■ **Exercise directions**
Reproduce the records below, changing every "instance" to "occurrence" and keeping everything else the same.

■ **Supplied records**

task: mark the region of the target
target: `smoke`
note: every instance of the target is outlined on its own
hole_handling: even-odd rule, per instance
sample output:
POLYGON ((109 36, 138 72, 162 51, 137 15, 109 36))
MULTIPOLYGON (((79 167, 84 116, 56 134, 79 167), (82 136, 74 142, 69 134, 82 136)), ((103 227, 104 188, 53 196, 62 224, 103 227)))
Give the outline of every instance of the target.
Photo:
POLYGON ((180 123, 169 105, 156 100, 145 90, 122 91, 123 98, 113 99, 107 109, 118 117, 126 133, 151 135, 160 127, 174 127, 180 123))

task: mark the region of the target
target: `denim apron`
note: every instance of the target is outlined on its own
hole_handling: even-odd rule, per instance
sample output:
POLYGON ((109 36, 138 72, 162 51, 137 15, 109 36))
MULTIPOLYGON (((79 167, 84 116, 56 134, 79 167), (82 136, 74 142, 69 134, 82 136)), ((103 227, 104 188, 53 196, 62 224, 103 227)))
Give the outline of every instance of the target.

■ **The answer**
task: mark the region of the target
target: `smoke`
note: every occurrence of the target is outlined on its own
hole_handling: even-odd rule, per occurrence
sample output:
POLYGON ((109 36, 138 72, 162 51, 137 15, 109 36))
MULTIPOLYGON (((79 167, 84 116, 56 134, 79 167), (82 136, 74 142, 69 134, 82 136)), ((103 227, 104 188, 53 196, 62 224, 103 227)))
Give the outline of every occurrence of the target.
Photo:
POLYGON ((180 123, 169 105, 156 100, 145 90, 122 91, 123 98, 113 99, 107 109, 118 117, 126 133, 151 135, 160 127, 174 127, 180 123))

task: mark the region of the target
target: `denim apron`
note: every occurrence of the target is outlined on its own
hole_handling: even-odd rule, per occurrence
sample output:
POLYGON ((109 36, 138 72, 162 51, 137 15, 109 36))
MULTIPOLYGON (((79 167, 84 116, 56 134, 79 167), (82 136, 74 142, 69 134, 82 136)), ((103 227, 104 188, 53 196, 62 224, 103 227)))
Give the outline of every occurrence of the target.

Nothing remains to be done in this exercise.